━━ Exercise data ━━

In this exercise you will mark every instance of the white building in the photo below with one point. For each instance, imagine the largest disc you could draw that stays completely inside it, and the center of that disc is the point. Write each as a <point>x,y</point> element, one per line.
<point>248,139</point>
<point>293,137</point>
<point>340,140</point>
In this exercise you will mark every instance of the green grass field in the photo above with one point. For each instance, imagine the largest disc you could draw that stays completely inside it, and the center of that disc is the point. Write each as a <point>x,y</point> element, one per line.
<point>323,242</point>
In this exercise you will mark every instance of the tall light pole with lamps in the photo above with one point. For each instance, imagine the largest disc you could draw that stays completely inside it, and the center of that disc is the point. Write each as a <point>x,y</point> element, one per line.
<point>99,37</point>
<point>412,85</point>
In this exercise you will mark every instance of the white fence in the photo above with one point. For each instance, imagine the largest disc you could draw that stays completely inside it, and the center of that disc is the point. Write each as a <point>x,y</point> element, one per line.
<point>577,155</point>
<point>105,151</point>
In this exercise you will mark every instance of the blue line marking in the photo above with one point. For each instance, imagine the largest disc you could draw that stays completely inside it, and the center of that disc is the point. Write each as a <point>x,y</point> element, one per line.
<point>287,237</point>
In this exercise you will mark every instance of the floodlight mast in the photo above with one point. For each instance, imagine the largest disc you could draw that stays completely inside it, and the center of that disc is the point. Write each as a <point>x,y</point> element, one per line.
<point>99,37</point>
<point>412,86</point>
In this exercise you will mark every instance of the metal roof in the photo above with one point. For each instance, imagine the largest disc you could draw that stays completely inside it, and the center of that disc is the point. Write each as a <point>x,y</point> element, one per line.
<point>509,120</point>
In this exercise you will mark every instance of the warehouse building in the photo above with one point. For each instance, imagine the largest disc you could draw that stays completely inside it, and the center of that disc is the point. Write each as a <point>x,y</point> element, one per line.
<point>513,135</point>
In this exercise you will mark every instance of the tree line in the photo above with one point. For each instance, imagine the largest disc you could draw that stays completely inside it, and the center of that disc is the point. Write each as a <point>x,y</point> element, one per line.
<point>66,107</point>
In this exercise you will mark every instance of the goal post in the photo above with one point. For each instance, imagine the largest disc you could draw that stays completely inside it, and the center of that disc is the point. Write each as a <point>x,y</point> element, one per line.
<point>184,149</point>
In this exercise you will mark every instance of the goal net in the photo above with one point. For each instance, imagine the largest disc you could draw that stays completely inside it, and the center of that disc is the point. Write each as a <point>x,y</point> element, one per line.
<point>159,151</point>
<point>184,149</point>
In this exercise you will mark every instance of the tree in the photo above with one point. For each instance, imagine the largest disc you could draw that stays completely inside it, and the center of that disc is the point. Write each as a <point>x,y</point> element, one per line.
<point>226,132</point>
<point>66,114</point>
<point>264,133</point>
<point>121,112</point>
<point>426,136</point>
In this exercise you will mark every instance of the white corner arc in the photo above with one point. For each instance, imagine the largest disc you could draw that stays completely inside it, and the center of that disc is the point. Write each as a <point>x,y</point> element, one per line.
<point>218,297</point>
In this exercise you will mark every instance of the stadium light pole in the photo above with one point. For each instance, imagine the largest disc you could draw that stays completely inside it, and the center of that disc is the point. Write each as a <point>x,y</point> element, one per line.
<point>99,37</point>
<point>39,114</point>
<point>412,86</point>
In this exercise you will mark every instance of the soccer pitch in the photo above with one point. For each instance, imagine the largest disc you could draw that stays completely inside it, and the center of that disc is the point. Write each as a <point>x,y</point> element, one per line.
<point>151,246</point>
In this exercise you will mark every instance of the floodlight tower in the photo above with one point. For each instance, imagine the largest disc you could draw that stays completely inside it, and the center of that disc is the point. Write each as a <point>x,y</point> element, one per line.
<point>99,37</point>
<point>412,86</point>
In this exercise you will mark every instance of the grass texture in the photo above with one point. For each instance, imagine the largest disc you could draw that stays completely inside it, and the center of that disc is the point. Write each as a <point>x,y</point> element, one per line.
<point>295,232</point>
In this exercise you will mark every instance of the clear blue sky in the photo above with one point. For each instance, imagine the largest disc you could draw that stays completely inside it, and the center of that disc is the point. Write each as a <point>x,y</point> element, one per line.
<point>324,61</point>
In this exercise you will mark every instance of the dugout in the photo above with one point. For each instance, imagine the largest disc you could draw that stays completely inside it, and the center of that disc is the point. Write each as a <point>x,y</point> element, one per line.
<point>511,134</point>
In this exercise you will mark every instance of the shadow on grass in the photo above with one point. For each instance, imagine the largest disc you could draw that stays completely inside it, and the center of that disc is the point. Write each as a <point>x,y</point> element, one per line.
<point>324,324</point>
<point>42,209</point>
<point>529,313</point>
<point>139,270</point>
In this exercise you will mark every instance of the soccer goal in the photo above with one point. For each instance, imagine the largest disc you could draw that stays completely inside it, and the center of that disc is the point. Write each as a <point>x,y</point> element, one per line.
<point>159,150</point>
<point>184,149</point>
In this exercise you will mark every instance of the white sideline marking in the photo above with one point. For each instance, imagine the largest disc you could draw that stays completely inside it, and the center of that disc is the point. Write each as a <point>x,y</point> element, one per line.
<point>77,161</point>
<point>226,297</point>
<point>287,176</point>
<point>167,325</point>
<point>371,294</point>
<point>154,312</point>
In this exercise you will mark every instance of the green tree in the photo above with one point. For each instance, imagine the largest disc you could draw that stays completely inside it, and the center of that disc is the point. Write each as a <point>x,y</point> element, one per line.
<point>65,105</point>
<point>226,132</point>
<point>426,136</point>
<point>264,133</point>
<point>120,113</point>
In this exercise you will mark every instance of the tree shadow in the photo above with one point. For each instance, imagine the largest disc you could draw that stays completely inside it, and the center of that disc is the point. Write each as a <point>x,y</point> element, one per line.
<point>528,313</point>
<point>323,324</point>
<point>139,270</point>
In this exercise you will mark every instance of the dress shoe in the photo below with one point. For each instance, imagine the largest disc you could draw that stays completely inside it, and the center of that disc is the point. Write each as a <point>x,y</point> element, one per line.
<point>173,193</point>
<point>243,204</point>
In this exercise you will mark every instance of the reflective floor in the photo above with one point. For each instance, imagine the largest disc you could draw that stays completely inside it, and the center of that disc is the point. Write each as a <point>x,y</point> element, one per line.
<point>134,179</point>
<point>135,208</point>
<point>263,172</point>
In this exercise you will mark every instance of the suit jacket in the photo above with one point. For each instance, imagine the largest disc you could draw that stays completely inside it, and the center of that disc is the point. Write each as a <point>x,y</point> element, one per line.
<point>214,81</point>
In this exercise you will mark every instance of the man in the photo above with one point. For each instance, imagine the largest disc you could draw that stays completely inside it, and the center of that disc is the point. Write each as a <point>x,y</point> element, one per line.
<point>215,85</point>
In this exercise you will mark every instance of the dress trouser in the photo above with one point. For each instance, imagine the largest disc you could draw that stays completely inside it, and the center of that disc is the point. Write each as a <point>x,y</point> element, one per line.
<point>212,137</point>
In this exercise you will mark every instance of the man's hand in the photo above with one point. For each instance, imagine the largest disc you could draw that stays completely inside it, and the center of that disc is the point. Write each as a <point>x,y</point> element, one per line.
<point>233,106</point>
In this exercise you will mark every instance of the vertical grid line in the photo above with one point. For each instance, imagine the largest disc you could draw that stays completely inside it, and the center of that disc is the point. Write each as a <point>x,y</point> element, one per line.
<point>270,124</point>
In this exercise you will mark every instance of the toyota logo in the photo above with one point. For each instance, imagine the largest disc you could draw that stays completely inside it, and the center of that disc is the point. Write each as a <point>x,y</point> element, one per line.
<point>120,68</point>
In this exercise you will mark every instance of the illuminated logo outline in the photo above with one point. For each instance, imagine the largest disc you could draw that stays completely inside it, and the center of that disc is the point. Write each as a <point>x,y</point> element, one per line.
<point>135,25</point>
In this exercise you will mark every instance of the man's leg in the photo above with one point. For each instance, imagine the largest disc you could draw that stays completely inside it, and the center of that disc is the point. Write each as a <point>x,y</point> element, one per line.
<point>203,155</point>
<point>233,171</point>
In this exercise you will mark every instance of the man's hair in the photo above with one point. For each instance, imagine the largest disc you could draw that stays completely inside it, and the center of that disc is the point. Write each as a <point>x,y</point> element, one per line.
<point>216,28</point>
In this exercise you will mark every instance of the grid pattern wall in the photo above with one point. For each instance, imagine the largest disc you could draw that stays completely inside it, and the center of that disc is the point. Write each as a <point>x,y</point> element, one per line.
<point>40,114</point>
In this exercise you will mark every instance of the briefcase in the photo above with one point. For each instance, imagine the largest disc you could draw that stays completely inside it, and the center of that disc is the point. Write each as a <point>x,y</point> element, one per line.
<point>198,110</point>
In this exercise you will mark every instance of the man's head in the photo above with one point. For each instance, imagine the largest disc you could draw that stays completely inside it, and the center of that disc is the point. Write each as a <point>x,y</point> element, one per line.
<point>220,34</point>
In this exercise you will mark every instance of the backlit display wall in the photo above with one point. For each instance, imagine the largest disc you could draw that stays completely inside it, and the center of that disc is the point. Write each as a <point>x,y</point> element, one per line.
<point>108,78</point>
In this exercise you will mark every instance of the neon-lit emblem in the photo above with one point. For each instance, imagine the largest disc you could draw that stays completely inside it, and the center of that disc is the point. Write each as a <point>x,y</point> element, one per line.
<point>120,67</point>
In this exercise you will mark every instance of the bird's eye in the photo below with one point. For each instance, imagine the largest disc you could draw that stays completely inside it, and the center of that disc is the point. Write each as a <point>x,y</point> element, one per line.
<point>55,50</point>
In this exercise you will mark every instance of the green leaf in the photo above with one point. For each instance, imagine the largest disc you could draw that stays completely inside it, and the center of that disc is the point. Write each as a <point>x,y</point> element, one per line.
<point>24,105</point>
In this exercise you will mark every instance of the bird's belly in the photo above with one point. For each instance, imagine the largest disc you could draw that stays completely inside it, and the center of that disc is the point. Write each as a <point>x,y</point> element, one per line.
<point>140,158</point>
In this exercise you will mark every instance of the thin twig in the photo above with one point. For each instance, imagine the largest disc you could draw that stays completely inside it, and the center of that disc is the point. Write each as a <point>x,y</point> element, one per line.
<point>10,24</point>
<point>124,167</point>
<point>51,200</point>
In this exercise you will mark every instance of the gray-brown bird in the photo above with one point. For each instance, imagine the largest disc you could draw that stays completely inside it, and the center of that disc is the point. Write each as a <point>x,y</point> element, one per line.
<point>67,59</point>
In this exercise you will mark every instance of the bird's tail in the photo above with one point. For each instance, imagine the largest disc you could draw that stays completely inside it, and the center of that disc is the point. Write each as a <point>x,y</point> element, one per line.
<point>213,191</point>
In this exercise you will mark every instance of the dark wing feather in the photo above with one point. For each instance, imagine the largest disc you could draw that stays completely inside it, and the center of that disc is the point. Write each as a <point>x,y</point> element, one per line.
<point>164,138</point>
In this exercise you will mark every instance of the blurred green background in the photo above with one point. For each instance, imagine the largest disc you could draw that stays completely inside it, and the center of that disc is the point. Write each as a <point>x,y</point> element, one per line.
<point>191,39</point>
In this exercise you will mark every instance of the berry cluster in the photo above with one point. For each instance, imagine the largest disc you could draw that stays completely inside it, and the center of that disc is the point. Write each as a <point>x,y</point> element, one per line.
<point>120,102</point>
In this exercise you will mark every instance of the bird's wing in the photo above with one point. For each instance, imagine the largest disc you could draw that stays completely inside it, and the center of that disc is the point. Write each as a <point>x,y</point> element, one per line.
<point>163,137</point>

━━━

Task details
Beginning with the line that contains "In this exercise you will mark every instance of the dark" and ending with the last line of the data above, return those lines exactly and nothing else.

Answer to this exercise
In this exercise you will mark every instance of the dark wing feather in the photo above with one point. For each instance, imagine the largest disc you could draw that stays completely inside it, and the center of that disc is the point. Write each as a <point>x,y</point> element, one per line.
<point>164,138</point>
In this exercise you will mark every instance of the blurred green background in the photo above with one point. For each instance, imagine the largest disc you could draw that stays completely inside it, and the center of that disc is the point. Write each as a <point>x,y</point> element, one per line.
<point>191,39</point>
In this exercise you will mark every instance of the berry cluster in the photo above with one point. For each instance, imagine the largest disc you could draw that stays completely inside it, and the center of that disc is the point. Write each as a <point>x,y</point> element, one per line.
<point>120,102</point>
In this exercise you will mark every instance of the bird's wing in the photo above with one point. For each instance, imagine the largest disc you could draw that stays completely inside it, and the center of that disc is the point. Write each as a <point>x,y</point> element, one per line.
<point>163,137</point>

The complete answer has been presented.